**Exercise material:**

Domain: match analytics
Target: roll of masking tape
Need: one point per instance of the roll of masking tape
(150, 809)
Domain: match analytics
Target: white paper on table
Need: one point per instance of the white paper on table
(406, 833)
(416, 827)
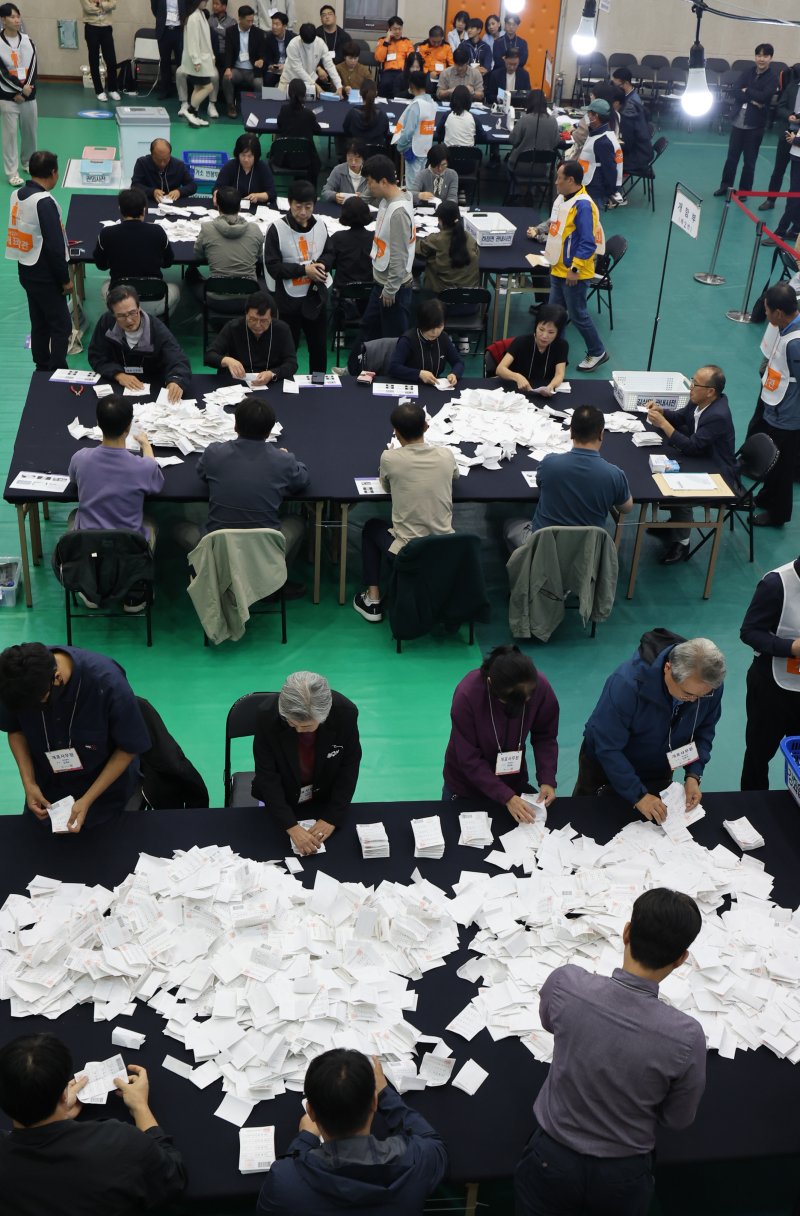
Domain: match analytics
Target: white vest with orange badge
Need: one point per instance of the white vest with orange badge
(381, 251)
(24, 240)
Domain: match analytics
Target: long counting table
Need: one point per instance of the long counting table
(748, 1104)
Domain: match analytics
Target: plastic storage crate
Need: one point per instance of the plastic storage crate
(670, 390)
(204, 168)
(790, 748)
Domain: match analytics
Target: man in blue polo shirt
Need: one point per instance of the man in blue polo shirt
(74, 728)
(576, 488)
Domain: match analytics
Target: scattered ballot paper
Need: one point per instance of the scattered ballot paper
(255, 1149)
(744, 834)
(428, 840)
(101, 1079)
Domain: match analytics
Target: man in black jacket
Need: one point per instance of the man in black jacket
(754, 91)
(702, 428)
(162, 175)
(134, 349)
(306, 753)
(54, 1163)
(37, 242)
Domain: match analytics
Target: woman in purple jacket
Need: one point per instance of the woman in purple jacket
(494, 713)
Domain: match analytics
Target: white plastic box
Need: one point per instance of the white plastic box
(670, 390)
(491, 229)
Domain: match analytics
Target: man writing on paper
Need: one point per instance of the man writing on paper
(336, 1164)
(704, 427)
(74, 730)
(624, 1064)
(51, 1163)
(657, 713)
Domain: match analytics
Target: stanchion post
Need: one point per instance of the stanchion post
(742, 316)
(708, 276)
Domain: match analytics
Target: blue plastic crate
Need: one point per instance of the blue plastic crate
(790, 748)
(204, 168)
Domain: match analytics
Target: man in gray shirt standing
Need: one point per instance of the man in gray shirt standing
(393, 248)
(624, 1063)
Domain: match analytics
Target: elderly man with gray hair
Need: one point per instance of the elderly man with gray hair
(306, 752)
(655, 714)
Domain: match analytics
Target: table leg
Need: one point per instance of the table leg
(23, 552)
(343, 551)
(637, 549)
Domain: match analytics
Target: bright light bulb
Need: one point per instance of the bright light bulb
(697, 99)
(584, 39)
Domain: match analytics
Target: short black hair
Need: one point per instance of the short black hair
(664, 924)
(587, 424)
(43, 164)
(300, 192)
(339, 1086)
(381, 168)
(254, 417)
(262, 302)
(131, 202)
(114, 415)
(409, 420)
(34, 1071)
(508, 668)
(26, 676)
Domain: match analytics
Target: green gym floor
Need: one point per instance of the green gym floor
(404, 699)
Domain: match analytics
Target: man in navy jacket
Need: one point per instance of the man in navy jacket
(660, 701)
(334, 1164)
(703, 428)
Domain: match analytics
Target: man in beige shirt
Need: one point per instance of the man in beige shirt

**What you need to do:**
Write out the rows again from the very first line through the line with "(101, 1079)", including the requests. Scale every point coordinate in the answers by 1.85, rounding to whole numbers with halves going up, and give only those lines, leaving the pictures out.

**Written solution:**
Domain: match analytics
Target: roll of masking tape
Need: one point per instance of the roll of masking tape
(278, 1497)
Domain: match analytics
Target: white paper on table
Need: one point per instance of the white paper on table
(751, 1541)
(770, 1530)
Domain: match analytics
Target: white vest with orange badge
Need: one point per instance of the white vest with orange badge
(705, 464)
(44, 444)
Domain: match analytics
Target: long counting table
Need: one point per instance of the long counting table
(1384, 2042)
Domain: match analytics
Target: plastic storage crate
Need: one point per instance of the plastic storage crate
(1240, 722)
(377, 311)
(1462, 1384)
Domain: match analytics
Target: man in blue polo shirt
Need: one point per instance of the man in blue polo shirt
(137, 1347)
(1066, 903)
Domain: match analytics
Target: scattered ballot paper
Need: one point per instance of the scattered ballot paper
(472, 2126)
(1376, 1543)
(792, 1554)
(187, 1996)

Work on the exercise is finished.